About this exercise >>
From the listing below, extract every line containing "coordinates".

Input material >>
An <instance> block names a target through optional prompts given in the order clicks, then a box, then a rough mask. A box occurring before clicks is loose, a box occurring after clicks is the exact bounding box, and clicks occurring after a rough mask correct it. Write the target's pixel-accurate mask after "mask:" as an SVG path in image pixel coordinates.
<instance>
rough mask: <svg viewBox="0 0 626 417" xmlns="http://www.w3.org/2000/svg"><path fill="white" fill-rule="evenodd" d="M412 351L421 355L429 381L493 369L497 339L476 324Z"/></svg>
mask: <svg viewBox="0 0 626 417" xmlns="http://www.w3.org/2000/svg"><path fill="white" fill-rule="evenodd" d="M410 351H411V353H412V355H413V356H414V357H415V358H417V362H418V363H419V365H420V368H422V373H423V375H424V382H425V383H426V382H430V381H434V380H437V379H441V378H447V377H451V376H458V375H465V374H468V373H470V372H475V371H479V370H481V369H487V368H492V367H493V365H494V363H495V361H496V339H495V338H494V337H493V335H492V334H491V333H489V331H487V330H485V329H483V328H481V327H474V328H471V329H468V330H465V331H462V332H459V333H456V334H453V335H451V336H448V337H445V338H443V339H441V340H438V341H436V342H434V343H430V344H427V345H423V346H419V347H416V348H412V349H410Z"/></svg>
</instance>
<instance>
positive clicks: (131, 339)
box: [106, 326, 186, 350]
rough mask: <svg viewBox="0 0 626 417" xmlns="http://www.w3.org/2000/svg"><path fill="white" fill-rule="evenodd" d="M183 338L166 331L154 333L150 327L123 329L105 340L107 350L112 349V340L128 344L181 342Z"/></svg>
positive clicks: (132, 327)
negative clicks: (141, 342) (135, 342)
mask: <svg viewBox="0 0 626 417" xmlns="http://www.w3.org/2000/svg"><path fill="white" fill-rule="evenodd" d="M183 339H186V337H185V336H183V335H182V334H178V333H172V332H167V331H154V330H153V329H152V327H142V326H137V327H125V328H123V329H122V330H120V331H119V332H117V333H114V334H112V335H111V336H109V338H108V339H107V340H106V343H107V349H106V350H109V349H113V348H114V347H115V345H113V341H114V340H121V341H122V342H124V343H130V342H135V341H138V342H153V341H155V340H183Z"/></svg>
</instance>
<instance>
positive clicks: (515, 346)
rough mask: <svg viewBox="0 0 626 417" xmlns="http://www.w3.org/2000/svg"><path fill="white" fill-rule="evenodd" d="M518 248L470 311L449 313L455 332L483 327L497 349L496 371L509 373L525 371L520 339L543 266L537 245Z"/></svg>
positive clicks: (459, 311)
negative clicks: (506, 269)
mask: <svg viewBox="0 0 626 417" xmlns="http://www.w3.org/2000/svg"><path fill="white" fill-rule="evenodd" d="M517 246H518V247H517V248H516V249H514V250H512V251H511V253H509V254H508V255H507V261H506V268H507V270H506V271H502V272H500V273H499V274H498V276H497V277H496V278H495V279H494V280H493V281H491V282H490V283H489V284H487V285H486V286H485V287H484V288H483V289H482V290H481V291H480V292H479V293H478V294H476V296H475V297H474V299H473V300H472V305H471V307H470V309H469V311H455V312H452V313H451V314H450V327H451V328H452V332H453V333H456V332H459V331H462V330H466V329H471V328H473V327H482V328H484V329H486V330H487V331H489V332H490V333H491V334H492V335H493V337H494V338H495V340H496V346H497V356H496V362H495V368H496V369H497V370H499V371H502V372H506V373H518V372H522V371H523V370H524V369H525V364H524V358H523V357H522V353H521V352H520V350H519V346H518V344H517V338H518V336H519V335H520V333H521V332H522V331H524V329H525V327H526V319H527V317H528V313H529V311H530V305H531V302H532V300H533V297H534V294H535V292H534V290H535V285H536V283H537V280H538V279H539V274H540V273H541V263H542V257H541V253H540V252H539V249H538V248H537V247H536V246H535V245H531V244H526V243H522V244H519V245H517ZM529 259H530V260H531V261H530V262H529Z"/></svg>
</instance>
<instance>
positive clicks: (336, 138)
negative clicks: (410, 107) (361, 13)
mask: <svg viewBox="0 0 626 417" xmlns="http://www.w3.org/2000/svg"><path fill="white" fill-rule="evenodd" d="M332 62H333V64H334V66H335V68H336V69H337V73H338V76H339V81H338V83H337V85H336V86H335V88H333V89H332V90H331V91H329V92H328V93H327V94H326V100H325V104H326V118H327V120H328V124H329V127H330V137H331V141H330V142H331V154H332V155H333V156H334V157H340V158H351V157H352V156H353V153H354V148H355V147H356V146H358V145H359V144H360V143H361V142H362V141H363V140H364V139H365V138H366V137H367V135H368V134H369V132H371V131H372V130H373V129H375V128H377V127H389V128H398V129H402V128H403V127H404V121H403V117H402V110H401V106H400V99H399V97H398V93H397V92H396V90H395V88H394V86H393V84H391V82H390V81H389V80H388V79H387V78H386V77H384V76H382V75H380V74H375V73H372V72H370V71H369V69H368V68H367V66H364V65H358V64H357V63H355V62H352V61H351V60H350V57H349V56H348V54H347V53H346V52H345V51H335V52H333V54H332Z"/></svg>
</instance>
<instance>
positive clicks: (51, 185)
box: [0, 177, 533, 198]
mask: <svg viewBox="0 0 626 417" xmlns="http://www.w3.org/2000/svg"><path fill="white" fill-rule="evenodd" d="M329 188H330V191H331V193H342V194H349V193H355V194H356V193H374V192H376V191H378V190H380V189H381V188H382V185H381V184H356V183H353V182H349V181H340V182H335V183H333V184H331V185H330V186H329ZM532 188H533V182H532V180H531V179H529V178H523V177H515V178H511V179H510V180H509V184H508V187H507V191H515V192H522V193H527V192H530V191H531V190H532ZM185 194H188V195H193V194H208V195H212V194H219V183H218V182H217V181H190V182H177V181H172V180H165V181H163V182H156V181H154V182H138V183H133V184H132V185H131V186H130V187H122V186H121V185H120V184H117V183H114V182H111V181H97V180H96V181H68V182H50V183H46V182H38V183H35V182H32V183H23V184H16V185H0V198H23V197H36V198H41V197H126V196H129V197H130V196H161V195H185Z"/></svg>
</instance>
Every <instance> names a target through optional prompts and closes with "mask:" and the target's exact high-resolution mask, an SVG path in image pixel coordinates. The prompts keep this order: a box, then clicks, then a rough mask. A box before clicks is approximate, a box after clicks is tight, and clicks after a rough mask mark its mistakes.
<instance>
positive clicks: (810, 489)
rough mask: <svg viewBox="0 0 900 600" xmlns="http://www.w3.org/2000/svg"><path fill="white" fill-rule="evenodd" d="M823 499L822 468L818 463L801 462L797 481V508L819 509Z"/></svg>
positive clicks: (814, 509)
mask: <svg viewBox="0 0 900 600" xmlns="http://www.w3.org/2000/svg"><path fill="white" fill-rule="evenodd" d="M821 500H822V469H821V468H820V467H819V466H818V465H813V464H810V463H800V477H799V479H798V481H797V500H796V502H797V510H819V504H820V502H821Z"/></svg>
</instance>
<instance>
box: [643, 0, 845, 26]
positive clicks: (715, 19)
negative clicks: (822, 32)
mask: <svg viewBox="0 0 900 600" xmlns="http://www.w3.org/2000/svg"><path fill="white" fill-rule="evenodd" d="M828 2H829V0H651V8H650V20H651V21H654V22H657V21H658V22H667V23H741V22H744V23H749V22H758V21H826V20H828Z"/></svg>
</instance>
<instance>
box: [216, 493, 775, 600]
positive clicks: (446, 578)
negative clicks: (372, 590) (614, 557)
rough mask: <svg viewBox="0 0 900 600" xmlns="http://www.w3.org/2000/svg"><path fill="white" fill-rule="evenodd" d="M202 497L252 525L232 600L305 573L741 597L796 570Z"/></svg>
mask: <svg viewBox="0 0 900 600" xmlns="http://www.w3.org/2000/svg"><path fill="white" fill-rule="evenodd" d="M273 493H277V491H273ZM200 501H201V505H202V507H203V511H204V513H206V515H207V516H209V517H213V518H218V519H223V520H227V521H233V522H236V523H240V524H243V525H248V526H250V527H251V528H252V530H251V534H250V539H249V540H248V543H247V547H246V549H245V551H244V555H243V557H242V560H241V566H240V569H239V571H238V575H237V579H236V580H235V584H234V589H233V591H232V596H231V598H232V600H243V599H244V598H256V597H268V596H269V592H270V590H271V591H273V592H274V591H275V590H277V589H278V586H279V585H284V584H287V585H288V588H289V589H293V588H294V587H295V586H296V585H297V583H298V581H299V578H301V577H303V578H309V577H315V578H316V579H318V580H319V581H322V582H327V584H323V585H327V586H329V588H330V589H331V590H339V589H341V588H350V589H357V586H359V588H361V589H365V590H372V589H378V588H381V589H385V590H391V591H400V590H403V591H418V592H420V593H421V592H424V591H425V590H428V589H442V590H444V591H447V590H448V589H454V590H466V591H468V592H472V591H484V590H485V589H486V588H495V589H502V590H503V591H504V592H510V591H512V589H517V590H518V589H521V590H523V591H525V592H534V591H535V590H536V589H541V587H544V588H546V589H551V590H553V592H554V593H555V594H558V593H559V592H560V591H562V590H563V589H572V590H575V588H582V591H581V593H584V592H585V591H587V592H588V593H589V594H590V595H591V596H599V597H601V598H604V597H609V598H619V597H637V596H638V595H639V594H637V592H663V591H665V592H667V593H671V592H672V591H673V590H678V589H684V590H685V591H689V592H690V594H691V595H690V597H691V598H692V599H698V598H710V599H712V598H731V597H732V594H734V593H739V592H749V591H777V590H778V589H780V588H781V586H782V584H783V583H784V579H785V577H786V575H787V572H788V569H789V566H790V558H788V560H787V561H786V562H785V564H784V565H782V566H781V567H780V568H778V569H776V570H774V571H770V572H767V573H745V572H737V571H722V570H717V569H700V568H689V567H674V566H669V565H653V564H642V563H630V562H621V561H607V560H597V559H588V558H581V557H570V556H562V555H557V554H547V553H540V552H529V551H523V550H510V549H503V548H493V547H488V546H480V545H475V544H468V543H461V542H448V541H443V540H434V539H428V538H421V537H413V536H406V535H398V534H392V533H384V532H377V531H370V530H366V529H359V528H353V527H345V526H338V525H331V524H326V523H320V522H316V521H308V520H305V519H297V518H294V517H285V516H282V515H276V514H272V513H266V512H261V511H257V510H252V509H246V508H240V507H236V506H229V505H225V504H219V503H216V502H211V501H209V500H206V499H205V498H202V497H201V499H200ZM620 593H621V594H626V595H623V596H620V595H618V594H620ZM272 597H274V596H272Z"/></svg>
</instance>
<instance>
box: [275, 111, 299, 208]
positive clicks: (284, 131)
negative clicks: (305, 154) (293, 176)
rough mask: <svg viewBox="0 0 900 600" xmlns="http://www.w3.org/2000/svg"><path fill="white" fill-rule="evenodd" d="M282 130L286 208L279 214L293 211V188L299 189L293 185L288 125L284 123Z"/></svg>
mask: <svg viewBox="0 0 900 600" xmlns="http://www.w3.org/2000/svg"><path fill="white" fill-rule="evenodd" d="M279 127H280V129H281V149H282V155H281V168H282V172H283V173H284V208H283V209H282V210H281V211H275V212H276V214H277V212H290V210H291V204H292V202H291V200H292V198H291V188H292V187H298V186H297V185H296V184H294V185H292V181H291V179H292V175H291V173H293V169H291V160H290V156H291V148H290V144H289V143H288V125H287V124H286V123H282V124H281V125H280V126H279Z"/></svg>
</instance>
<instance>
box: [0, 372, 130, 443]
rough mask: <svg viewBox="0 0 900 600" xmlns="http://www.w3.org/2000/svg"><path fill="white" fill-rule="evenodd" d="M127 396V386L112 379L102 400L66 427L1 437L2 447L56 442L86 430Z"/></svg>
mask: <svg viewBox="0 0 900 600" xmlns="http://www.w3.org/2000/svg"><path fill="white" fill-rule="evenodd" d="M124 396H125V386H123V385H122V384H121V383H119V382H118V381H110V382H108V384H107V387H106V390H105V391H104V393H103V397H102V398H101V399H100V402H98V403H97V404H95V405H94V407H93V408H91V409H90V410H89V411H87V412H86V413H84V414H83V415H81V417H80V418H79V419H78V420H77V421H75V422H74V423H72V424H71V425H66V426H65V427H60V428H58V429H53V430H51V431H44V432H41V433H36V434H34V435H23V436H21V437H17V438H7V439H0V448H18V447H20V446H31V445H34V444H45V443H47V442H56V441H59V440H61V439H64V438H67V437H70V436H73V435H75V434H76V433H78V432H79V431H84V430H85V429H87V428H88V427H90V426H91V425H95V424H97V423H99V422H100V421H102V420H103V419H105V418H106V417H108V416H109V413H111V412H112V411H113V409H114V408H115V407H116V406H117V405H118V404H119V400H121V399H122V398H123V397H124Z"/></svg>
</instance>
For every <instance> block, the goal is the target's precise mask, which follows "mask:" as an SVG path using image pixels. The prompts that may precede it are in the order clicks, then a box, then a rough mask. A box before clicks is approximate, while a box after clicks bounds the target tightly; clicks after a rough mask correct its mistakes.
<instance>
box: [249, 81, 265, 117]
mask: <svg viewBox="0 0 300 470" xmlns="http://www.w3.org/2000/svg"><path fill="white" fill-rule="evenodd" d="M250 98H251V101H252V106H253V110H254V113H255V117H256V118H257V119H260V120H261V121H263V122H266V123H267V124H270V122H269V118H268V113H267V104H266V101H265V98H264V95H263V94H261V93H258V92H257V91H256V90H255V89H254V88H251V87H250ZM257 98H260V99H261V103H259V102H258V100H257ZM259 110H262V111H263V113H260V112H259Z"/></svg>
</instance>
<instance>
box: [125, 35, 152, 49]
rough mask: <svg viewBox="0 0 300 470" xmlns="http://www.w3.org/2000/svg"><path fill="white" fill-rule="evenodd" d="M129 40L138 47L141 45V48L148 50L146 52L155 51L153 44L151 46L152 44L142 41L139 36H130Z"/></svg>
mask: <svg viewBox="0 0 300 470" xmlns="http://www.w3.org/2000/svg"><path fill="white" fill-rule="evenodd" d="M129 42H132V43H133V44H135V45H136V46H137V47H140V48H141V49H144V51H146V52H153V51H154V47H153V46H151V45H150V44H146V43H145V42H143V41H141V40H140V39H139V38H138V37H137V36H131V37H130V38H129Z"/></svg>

Solution >>
An <instance> block names a target through optional prompts given in the order clicks, then a box, then a rough mask. A box occurring before clicks is loose, a box occurring after clicks is the exact bounding box, and clicks occurring after a rough mask correct it. Write the target's pixel-accurate mask after "mask:" as an SVG path in image pixel coordinates.
Every <instance> names a target through optional prompts and closes with "mask:" and the target's exact high-resolution mask, an SVG path in image pixel coordinates. The prompts keep this order: a box, then clicks, then a rough mask. A box before clicks is approximate, a box after clicks is tight, and clicks after a rough mask mark its mistakes.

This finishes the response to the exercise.